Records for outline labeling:
--- START ---

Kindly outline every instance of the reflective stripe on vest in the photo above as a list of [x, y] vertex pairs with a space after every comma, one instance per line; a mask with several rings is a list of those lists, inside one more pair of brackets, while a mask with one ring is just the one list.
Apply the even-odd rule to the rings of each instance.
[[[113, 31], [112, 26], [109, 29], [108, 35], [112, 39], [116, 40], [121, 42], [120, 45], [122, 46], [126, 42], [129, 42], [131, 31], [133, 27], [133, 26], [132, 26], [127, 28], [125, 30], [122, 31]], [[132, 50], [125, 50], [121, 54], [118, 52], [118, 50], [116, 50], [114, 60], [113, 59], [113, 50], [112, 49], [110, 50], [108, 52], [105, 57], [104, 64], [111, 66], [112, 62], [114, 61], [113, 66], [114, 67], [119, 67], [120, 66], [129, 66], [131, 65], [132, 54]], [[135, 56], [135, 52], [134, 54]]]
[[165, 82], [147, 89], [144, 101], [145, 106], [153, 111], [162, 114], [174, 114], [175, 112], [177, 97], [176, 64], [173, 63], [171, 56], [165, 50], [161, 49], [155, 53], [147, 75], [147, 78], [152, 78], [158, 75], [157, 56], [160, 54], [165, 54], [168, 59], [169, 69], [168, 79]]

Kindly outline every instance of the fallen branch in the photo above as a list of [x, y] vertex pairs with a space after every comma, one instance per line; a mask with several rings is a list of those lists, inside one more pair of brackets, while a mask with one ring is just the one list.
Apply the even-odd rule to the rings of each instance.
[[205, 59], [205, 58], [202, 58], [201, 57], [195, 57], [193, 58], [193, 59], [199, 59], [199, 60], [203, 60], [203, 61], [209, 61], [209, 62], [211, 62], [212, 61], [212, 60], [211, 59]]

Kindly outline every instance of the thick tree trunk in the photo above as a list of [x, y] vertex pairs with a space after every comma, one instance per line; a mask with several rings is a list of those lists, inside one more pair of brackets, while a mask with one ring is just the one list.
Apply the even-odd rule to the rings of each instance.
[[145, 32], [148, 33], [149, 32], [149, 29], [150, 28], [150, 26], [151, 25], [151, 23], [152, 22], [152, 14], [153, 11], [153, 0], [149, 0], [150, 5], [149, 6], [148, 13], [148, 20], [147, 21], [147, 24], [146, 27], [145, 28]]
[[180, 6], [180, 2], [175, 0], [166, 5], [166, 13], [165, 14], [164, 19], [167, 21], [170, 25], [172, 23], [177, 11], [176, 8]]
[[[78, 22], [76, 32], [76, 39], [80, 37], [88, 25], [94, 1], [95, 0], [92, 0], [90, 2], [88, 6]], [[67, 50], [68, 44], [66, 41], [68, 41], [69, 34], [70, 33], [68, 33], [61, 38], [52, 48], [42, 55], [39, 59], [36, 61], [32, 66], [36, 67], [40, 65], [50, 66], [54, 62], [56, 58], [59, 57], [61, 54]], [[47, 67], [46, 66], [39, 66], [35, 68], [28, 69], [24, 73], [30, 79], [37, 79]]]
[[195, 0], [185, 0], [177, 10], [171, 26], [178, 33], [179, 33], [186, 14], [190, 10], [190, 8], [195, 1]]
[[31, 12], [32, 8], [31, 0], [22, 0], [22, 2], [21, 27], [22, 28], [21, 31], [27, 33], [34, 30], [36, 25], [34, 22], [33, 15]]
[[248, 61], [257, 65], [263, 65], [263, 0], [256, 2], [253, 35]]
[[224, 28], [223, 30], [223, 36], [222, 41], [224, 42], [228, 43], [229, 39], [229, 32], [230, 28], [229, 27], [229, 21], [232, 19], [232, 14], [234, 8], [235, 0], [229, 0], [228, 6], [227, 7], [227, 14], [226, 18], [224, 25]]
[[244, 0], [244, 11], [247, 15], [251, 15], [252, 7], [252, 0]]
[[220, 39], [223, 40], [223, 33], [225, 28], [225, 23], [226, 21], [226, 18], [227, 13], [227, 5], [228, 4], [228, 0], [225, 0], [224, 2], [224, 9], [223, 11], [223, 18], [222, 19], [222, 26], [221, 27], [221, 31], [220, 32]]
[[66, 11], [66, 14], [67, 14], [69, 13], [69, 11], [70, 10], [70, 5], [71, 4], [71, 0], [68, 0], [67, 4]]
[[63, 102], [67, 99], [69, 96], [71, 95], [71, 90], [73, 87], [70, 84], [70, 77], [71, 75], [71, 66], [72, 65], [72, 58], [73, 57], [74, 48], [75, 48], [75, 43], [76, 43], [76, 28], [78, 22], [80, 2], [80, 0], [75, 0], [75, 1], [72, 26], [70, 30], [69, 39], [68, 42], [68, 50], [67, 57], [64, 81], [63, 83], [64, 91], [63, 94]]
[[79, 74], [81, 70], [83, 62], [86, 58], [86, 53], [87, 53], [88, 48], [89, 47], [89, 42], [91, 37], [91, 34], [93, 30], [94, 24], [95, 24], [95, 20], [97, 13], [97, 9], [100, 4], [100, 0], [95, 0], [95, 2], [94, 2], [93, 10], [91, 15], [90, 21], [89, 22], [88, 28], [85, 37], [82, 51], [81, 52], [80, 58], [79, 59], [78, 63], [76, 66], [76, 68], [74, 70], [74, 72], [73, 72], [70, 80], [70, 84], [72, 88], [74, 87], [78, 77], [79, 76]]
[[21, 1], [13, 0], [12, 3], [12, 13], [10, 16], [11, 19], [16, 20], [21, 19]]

--- END ---
--- START ---

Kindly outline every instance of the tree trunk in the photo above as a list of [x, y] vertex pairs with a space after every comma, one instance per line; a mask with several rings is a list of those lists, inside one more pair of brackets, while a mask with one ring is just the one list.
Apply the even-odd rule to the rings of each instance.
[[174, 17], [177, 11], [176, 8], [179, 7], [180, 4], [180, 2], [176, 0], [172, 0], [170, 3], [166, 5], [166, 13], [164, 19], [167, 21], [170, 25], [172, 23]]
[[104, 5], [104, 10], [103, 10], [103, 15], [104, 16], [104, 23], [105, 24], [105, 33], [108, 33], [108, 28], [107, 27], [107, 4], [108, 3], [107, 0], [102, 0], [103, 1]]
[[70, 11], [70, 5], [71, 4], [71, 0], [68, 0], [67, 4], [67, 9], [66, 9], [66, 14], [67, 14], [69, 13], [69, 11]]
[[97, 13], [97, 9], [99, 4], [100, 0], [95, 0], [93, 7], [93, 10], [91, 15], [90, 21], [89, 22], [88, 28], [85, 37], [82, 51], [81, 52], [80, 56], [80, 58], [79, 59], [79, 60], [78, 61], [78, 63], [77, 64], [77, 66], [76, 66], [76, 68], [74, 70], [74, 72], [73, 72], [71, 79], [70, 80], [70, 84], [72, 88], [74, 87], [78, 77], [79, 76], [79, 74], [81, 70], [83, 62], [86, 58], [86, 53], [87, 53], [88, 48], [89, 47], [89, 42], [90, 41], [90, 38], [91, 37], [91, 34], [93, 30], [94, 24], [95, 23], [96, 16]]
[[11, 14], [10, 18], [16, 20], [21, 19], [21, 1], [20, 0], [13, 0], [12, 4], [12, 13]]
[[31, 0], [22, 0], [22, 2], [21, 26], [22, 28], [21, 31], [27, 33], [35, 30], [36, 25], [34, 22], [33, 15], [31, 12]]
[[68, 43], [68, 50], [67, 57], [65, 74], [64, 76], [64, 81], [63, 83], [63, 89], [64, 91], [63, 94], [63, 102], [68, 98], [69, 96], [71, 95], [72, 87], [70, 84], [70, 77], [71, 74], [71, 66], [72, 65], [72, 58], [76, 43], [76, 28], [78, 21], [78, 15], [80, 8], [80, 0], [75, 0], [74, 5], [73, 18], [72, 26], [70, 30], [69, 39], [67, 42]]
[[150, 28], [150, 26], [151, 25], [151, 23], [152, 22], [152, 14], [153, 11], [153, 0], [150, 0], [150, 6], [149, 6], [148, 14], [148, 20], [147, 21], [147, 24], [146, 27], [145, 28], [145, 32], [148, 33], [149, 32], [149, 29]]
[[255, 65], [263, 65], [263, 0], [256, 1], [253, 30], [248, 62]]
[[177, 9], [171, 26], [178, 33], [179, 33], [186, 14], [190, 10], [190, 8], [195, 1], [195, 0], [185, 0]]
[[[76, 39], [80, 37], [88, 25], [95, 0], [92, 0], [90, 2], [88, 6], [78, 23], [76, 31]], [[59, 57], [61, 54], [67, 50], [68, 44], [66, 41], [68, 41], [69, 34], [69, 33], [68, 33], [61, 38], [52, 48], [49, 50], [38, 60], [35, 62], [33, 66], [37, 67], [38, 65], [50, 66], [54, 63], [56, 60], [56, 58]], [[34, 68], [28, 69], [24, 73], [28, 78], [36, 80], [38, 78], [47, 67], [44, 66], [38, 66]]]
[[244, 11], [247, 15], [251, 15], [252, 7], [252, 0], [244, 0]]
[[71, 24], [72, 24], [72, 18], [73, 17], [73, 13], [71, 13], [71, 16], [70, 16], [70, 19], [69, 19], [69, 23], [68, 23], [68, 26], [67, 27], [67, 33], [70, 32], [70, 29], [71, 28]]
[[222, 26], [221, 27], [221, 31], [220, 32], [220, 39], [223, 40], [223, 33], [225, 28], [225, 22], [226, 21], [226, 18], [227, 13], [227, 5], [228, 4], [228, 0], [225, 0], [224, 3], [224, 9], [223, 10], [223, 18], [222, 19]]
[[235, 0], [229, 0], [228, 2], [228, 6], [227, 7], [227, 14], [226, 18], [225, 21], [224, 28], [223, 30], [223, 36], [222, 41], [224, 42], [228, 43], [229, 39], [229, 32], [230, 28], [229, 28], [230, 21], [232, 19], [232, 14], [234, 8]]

--- END ---
--- START ---

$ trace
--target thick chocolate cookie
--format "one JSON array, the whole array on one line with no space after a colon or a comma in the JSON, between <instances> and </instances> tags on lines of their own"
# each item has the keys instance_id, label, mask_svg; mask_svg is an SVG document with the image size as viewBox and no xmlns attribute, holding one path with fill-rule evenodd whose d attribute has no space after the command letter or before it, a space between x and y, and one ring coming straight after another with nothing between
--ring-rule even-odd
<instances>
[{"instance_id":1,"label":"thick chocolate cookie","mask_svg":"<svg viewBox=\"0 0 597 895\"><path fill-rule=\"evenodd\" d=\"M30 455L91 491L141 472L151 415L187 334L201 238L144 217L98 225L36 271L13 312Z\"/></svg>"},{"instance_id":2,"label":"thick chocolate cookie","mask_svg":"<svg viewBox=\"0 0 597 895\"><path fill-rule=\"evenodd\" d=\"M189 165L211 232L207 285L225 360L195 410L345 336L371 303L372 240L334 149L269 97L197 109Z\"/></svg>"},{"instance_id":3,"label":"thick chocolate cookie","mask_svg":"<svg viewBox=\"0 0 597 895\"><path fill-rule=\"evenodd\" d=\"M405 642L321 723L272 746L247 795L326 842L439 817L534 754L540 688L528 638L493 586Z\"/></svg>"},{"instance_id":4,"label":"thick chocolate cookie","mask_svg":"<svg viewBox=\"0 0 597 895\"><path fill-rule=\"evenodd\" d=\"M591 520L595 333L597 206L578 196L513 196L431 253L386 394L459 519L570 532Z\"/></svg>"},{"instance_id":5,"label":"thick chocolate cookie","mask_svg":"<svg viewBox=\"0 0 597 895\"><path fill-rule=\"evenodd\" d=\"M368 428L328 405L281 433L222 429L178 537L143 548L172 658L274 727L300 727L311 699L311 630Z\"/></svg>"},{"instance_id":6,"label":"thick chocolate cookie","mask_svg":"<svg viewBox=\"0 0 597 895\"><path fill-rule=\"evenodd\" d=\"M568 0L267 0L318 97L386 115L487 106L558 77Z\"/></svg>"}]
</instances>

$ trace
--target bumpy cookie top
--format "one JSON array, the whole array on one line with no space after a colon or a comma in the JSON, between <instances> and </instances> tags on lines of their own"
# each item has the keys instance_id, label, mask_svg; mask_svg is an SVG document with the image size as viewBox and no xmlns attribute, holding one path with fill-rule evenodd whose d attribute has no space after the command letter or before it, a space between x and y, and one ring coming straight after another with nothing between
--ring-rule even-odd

--- END ---

To do:
Reproduce verbatim the lines of the listing above, starting at the line that contains "Kindly outline every instance of the tree" and ending at the line that contains "39], [67, 42]]", with both of those lines included.

Answer:
Kindly outline every instance of the tree trunk in the photo above as a list of [x, y] vertex pairs with a space after every comma, one instance per line; a mask with several rings is a list of those lists, inside one more pair of brackets, while a mask with one ring is just the one list.
Apply the even-odd rule to the rings of each instance.
[[174, 17], [177, 11], [176, 8], [179, 7], [180, 4], [180, 2], [176, 0], [172, 0], [170, 3], [166, 5], [166, 13], [164, 19], [167, 21], [170, 25], [172, 23]]
[[104, 5], [104, 10], [103, 10], [103, 15], [104, 16], [104, 23], [105, 24], [105, 33], [108, 33], [108, 28], [107, 27], [107, 4], [108, 3], [107, 0], [102, 0], [103, 1]]
[[70, 11], [70, 5], [71, 4], [71, 0], [68, 0], [67, 4], [67, 9], [66, 9], [66, 14], [67, 14], [69, 13], [69, 11]]
[[97, 13], [97, 9], [99, 4], [100, 0], [95, 0], [93, 7], [93, 10], [91, 15], [90, 21], [89, 22], [88, 28], [85, 37], [82, 51], [81, 52], [80, 56], [80, 58], [79, 59], [79, 60], [78, 61], [78, 63], [77, 64], [77, 66], [76, 66], [76, 68], [74, 70], [74, 72], [73, 72], [71, 79], [70, 80], [70, 84], [72, 88], [74, 87], [78, 77], [79, 76], [79, 74], [81, 70], [83, 62], [86, 58], [86, 53], [87, 53], [88, 48], [89, 47], [89, 42], [90, 41], [90, 38], [91, 37], [91, 34], [93, 30], [94, 24], [95, 23], [96, 16]]
[[11, 14], [10, 18], [16, 20], [21, 19], [21, 1], [20, 0], [13, 0], [12, 4], [12, 13]]
[[31, 0], [22, 0], [22, 2], [21, 26], [22, 28], [21, 31], [27, 33], [35, 30], [36, 25], [34, 22], [33, 15], [31, 12]]
[[68, 43], [68, 50], [67, 57], [65, 74], [64, 76], [64, 81], [63, 83], [63, 89], [64, 91], [63, 94], [63, 102], [68, 98], [69, 96], [71, 95], [72, 87], [70, 84], [70, 77], [71, 74], [71, 66], [72, 65], [72, 58], [76, 43], [76, 28], [78, 21], [78, 15], [80, 8], [80, 0], [75, 0], [74, 5], [73, 18], [72, 26], [70, 30], [69, 39], [67, 42]]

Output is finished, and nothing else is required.